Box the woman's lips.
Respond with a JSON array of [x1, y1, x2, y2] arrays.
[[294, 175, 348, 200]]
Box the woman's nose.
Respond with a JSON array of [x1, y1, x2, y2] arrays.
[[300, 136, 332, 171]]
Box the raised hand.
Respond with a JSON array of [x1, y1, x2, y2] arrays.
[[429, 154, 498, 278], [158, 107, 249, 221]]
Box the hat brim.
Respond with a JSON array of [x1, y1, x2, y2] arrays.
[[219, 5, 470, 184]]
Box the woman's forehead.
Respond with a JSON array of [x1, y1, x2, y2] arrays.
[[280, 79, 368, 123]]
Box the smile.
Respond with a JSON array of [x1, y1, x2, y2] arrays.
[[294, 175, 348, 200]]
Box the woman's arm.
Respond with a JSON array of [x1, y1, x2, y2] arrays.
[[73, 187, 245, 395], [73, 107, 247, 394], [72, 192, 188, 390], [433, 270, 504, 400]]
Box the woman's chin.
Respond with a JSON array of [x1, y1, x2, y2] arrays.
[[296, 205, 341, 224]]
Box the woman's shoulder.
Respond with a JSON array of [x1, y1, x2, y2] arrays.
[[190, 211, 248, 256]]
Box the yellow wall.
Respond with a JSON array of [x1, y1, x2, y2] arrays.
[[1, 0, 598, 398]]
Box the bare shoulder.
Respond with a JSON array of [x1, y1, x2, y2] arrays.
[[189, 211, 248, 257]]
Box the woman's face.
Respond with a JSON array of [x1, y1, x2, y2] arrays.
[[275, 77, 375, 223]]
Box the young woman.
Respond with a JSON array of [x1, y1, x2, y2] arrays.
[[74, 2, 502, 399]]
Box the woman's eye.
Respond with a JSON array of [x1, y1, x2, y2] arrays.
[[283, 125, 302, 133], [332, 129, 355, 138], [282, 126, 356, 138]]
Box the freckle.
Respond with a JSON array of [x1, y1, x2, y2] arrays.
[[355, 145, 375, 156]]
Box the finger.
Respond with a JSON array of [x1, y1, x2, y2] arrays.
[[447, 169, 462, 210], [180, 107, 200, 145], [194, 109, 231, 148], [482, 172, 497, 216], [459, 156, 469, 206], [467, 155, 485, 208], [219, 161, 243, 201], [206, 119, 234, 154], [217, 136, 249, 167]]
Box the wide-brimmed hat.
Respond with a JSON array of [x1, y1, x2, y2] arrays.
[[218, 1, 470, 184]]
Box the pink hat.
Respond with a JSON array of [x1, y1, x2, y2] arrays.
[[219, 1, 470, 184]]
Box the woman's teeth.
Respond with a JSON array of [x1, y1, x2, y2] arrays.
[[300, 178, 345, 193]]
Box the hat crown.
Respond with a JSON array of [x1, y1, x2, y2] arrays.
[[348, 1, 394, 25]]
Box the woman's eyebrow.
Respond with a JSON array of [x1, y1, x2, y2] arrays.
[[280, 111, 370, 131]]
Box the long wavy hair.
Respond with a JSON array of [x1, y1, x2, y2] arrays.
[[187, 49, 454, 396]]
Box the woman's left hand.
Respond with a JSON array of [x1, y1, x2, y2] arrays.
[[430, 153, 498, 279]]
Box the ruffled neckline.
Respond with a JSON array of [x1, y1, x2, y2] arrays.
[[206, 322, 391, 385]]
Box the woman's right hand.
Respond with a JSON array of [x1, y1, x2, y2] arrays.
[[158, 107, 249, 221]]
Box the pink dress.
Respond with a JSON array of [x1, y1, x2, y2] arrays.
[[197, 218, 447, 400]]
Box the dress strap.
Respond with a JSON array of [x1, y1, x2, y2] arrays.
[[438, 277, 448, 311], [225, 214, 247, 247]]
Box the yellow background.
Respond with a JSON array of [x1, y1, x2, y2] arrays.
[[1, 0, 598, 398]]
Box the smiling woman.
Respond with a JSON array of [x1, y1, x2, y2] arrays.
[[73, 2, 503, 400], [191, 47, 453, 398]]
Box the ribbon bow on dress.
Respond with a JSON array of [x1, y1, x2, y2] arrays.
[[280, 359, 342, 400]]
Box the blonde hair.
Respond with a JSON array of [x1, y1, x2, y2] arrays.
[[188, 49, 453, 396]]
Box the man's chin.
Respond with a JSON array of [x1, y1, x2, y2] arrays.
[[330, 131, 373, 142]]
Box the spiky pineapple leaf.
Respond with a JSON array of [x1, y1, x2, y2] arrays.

EXERCISE OBJECTIVE
Starting at the line that contains "Box the man's chin.", copy every line down to the last line of the records above, exactly as written.

ANSWER SECTION
Box the man's chin.
Respond with a JSON array of [x1, y1, x2, y2] arrays.
[[330, 131, 373, 142]]
Box the spiky pineapple leaf.
Respond with a JSON array of [x1, y1, x2, y2] arrays.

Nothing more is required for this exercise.